[Start Input records]

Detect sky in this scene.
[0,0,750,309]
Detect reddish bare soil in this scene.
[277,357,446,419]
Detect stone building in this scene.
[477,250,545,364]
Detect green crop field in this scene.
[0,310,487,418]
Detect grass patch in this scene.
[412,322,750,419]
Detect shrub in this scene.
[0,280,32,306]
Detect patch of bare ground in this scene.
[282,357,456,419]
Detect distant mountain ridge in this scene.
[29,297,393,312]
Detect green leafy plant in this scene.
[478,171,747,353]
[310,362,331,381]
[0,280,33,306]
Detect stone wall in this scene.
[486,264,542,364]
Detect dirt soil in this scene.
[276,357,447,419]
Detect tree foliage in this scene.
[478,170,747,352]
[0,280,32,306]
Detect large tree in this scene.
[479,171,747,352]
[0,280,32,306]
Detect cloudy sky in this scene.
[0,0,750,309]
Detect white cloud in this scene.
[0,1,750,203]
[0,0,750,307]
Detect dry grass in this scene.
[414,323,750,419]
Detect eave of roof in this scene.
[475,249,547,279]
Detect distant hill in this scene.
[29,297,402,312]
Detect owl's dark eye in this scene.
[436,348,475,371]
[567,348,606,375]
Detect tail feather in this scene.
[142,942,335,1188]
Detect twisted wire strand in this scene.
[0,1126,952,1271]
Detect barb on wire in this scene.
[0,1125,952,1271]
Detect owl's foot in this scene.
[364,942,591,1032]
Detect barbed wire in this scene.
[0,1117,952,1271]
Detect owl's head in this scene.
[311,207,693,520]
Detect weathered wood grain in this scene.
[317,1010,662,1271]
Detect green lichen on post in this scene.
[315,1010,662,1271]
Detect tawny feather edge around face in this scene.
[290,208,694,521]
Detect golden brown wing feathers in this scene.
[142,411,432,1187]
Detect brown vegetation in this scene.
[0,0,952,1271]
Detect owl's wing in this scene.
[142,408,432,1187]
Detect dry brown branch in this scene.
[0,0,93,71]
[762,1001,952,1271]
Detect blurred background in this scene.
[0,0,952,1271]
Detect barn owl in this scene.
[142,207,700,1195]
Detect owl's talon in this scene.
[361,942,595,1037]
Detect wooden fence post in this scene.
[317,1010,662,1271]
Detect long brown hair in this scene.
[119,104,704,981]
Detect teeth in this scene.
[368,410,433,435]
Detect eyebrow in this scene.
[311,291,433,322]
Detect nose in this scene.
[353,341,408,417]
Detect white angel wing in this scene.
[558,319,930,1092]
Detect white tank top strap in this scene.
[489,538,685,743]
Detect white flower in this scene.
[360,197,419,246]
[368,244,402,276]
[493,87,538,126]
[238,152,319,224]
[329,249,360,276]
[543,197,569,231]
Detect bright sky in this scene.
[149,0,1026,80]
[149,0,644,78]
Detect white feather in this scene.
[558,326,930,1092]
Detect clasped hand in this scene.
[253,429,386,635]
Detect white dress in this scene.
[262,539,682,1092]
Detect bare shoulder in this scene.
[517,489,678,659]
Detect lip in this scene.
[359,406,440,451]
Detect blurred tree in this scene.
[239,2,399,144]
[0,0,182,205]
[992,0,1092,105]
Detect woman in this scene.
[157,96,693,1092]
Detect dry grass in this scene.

[End Input records]

**Exercise objective**
Could you repeat every line of the dataset items above, character for character, from first to last?

**Solution for this problem**
Detect sky in this scene.
[0,0,750,309]
Detect reddish bare soil in this scene.
[277,357,446,419]
Detect stone building in this scene.
[477,250,545,364]
Detect green crop field in this scene.
[0,310,487,418]
Detect grass patch in this scene.
[412,322,750,419]
Detect shrub in this scene.
[0,280,32,306]
Detect patch of bare ground in this scene.
[282,357,456,419]
Detect distant mountain ridge in this scene.
[29,297,393,312]
Detect green leafy plant in this scene.
[478,171,747,353]
[310,362,331,381]
[0,280,33,306]
Detect stone wall in this scene.
[486,264,542,364]
Detect dirt soil in this scene.
[276,357,447,419]
Detect tree foliage in this scene.
[478,170,747,352]
[0,280,32,306]
Detect large tree in this scene.
[479,171,747,352]
[0,280,32,306]
Detect cloudy sky in this scene.
[0,0,750,309]
Detect white cloud in this scene.
[0,1,750,203]
[0,0,750,307]
Detect dry grass in this scene.
[414,323,750,419]
Detect eave of roof in this scene.
[475,249,547,279]
Detect distant hill in this scene.
[29,297,402,312]
Detect owl's dark eye in this scene.
[436,348,475,371]
[567,348,606,375]
Detect tail feather in this scene.
[142,942,335,1188]
Detect twisted wire strand in this scene.
[0,1126,952,1271]
Detect barb on wire in this scene.
[0,1125,952,1271]
Detect owl's foot in this scene.
[364,942,591,1032]
Detect barbed wire in this scene.
[0,1117,952,1271]
Detect owl's head in this scene.
[311,207,693,520]
Detect weathered wood grain in this scene.
[317,1010,662,1271]
Detect green lichen on post in this scene.
[315,1010,662,1271]
Detect tawny feather edge around face in this scene.
[290,208,694,521]
Detect golden brown wing feathers in this scene.
[142,411,432,1187]
Detect brown vegetation in this scene.
[0,0,952,1271]
Detect owl's wing in this scene.
[142,408,432,1187]
Detect dry brown branch in this scene.
[0,0,93,71]
[762,1001,952,1271]
Detect blurred background in this scene.
[0,0,952,1271]
Detect barn owl in this scene.
[142,207,700,1195]
Detect owl's talon in this scene.
[361,942,595,1037]
Detect wooden fence post in this scene.
[317,1010,662,1271]
Detect long brown hair in this scene.
[119,104,704,981]
Detect teeth in this scene.
[368,410,433,435]
Detect eyebrow in this scene.
[311,291,433,322]
Detect nose in this scene.
[353,341,408,417]
Detect white angel wing in this scene.
[558,319,930,1092]
Detect white tank top strap in this scene.
[489,538,685,743]
Detect white flower in this scene.
[360,197,419,246]
[368,244,402,276]
[493,87,538,126]
[238,152,319,224]
[329,249,360,276]
[543,197,569,231]
Detect bright sky in this scene.
[149,0,1026,80]
[149,0,644,78]
Detect white feather in this scene.
[558,326,930,1092]
Detect clasped hand in this scene.
[253,429,386,635]
Detect white dress in this scene.
[262,539,682,1092]
Detect bare shoulder in this scene.
[517,489,678,659]
Detect lip in this scene.
[359,406,440,451]
Detect blurred tree in this scene.
[239,2,399,144]
[0,0,182,205]
[992,0,1092,105]
Detect woman in this scene.
[157,96,693,1092]
Detect dry grass in this scene.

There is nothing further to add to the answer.